***** Excerpted passage *****
Under these circumstances, my ability to think clearly and to write — the incessant driver of my life for the last five years — finally started to desert me, and on Friday last week (the day after I finally received an arterial scan), the consultant at Lewisham found me a bed on a ward with a great view over Ladywell Fields, the landscaped park that flanks the Ravensbourne river as it makes it way down to Deptford to meet tthe great body of the Thames.
Away from my computer, I had the opportunity to reflect on how well the NHS is operating, as the axe wielded by the coalition government hangs over it, and how the last thing it needs is the kind of unprecedented top-down reorganization proposed by health minister Andrew Lansley, whereby consortia of GPs — assisted by the Tories’ private sector chums, of courtse — will be responsible for managing the hospitals’ £80 bn budget, distributing contracts on a competitive basis that is intended to break up and effectively privatize the NHS.
After two days, I was referrred on to St. Thomas’s Hospital on the Thames, directly opposite the Houses of Parliament, where, after an ambulance journey with two dedicated public servants, who were proud of their jobs and fearful of the government’s intentions, I was greeted warmly and processed efficiently in a buzzing A&E department, and then taken up to a room in a ward on the 10th floor with the most amazing view of the Houses of Parliament — hence the photos, and my mention of the view from my bedroom in the title of this article — while doctors and consultants began working out how to redirect the flow of blood to my starved and damaged toes, which, it has become apparent, was blocked because of minor arterial damage elsewhere in my body.
*****
_Tasks to carry out_
1. Answer these questions from the hospital passage:
(a) Which park could be seen from the ward at Lewisham?
(b) Who proposed the reorganization of the NHS?
(c) On which floor was the writer's room at St. Thomas's Hospital?
2. Say whether each statement agrees with the hospital passage, and quote the words that decide it:
(a) The Lewisham consultant found the writer a bed before the arterial scan had been received.
(b) The ambulance crew were described as fearful of the government's intentions.
(c) The GP consortia would manage a budget of £80 bn.
3. Continue the hospital passage from its last sentence.
The records that follow this account of a hospital stay are separate material and have no connection to it.
***** Records *****
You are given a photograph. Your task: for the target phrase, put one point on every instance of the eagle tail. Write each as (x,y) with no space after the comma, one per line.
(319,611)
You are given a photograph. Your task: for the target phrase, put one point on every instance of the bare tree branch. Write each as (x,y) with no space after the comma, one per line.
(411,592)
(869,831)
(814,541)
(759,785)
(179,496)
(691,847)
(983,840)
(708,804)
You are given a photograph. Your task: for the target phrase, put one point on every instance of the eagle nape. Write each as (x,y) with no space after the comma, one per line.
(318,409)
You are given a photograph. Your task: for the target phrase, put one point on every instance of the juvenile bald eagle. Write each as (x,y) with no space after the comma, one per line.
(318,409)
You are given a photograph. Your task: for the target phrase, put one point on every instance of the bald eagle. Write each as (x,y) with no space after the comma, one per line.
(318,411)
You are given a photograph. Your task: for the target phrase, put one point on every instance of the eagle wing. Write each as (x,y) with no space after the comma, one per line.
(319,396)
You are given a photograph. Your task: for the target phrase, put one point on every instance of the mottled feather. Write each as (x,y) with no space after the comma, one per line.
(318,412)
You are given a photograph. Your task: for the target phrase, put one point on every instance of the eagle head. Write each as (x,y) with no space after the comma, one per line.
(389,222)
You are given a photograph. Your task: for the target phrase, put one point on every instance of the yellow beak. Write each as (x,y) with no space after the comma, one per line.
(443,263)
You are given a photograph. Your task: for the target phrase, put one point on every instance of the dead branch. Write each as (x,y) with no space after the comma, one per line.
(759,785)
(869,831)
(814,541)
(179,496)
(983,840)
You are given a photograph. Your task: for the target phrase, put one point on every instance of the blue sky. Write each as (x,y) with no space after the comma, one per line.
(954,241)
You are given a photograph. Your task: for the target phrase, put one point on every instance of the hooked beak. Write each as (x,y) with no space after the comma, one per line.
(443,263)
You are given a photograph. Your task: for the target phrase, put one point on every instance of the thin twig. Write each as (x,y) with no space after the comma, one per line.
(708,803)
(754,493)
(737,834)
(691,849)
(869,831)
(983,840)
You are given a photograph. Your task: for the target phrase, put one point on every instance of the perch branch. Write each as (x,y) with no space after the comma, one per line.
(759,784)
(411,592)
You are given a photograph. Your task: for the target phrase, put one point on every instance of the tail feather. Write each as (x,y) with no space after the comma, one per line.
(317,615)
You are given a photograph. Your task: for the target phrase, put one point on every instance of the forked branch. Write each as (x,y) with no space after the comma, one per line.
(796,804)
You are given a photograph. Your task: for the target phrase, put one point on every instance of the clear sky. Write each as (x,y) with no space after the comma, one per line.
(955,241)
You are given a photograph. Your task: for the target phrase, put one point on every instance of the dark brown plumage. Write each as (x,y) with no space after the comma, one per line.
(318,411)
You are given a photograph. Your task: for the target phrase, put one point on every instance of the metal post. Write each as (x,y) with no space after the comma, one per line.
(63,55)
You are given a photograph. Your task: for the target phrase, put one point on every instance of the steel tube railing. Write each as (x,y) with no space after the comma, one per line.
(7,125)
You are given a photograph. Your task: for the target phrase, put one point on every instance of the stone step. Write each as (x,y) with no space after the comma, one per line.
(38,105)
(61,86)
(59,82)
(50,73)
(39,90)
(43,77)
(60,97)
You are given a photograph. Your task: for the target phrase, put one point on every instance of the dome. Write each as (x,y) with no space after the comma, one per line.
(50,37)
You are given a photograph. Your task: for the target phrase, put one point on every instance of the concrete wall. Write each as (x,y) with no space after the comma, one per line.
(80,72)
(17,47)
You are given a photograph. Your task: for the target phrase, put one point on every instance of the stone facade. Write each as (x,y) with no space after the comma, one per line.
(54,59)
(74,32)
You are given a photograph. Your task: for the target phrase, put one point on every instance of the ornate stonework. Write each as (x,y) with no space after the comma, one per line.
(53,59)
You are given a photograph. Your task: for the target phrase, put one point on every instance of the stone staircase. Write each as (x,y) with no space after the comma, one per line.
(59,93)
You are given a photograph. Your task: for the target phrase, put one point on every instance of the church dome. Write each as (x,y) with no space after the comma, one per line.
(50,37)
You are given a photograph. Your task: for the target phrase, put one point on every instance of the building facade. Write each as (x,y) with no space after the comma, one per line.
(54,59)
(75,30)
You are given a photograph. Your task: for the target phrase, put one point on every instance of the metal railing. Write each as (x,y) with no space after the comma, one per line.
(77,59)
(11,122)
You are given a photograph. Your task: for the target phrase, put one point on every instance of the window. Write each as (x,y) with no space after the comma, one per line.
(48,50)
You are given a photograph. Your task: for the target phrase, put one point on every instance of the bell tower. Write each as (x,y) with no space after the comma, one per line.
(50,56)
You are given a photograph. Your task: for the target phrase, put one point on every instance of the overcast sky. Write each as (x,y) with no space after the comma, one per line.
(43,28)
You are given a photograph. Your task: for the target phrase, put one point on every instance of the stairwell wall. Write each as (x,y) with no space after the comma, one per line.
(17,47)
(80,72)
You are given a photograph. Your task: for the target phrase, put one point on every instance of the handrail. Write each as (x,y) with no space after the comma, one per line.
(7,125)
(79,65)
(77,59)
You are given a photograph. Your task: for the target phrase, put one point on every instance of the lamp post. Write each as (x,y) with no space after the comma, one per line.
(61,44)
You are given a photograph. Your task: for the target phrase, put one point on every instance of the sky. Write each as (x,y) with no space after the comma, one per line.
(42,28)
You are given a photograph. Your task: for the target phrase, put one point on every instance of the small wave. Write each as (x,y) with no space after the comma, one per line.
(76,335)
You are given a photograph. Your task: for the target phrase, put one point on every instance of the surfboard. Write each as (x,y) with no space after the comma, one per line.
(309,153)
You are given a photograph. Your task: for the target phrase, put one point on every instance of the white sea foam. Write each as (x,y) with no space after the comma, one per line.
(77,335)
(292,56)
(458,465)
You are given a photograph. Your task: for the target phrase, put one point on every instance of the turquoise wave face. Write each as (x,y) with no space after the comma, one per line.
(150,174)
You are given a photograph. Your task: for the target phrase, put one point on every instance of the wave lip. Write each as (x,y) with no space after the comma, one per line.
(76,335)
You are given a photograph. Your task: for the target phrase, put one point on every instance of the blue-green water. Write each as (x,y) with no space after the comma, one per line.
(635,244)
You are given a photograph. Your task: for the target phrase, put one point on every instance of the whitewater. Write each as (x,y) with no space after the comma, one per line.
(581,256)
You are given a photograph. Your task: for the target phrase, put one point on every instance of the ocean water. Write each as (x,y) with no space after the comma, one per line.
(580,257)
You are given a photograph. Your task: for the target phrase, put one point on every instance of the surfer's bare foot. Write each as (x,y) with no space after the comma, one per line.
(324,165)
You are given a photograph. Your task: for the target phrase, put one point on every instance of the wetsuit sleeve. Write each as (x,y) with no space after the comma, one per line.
*****
_Answer set_
1.
(a) Ladywell Fields
(b) Health minister Andrew Lansley
(c) The 10th floor

2.
(a) No: "on Friday last week (the day after I finally received an arterial scan)"
(b) Yes: "who were proud of their jobs and fearful of the government’s intentions"
(c) Yes: "will be responsible for managing the hospitals’ £80 bn budget"

3.
However, although I’m now being thoroughly monitored by professionals — and being given painkillers by professionals — the pain has still not gone away, an unbroken night’s sleep is still an inaccessible memory, and I’m waiting to see if body scans, a course of blood-thinning drugs and another course of artery-expanding infusions will actually bring life back to my toes and sleep back to my life.
With a new-found respect for life — through the sudden loss of my father, the temporary amnesia of my mother and my own intimations of mortality — I have finally put aside the last vestige of my self image as some sort of youthful revolutionary, a mirage which many people my age will recognize, but which in my case proved surprisingly resistant to common sense — at least as far as smoking was concerned, which I continued to enjoy and to endorse enthusiastically up until last Friday, even though it undoubtedly contributed to my current problems. I gave up drinking alcohol three years ago, which was easy, but continues to impress many people I meet, who struggle with their own intake, but on smoking I was way behind the pack, often the only addict sneaking out the back to sustain a habit that was increasingly shorn of all its false glamour.
The most demonstrable example of my belated maturity took place at noon on Friday March 18, when, after 29 years of life as an enthusiastic chain smoker, I smoked my last ever cigarette outside Lewisham Hospital.